━━━ PASSAGE ━━━
Rich Colors, Rich Lands - Sundance in Crook County, Wyoming
Posted by: Groundspeak Premium Member gemeloj
N 44° 31.661 W 104° 12.346
13T E 563109 N 4930790
Rich Colors, Rich Lands Gold Metal, Green Grass, Black Coal & Crude
Waymark Code: WM11TFY
Location: Wyoming, United States
Date Posted: 12/16/2019
Published By:Groundspeak Regular Member jhuoni
Views: 2

Sundance in Crook County, Wyoming — The American West (Mountains) The first Caucasian residents of this area came as prospectors following the Black Hills Gold Rush. In 1876 the glitter of gold led them from the large mining camps of Lead and Deadwood westward to Sand Creek, located near this site. Instead of moving on when they reached the end of the precious vein, many of these adventurers settled here, shifting their energies to other forms of mining as well as farming and ranching.
━━━ INFORMATION SUPPLIED ━━━
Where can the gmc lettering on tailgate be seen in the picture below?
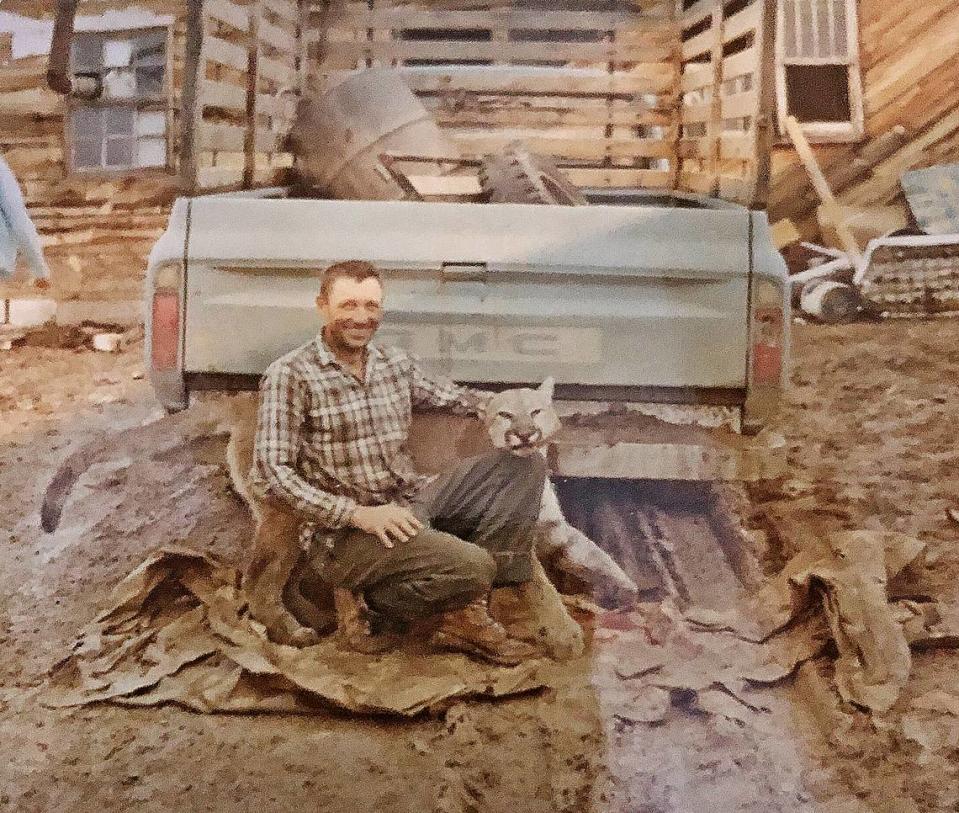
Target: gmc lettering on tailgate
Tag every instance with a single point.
(503, 344)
━━━
> **WHAT YOU SHOULD DO**
From the Sundance waymark page above, list every pursuit to which the settlers shifted their energies after reaching the end of the precious vein.

> **RESPONSE TO THE TASK**
Other forms of mining, farming, and ranching.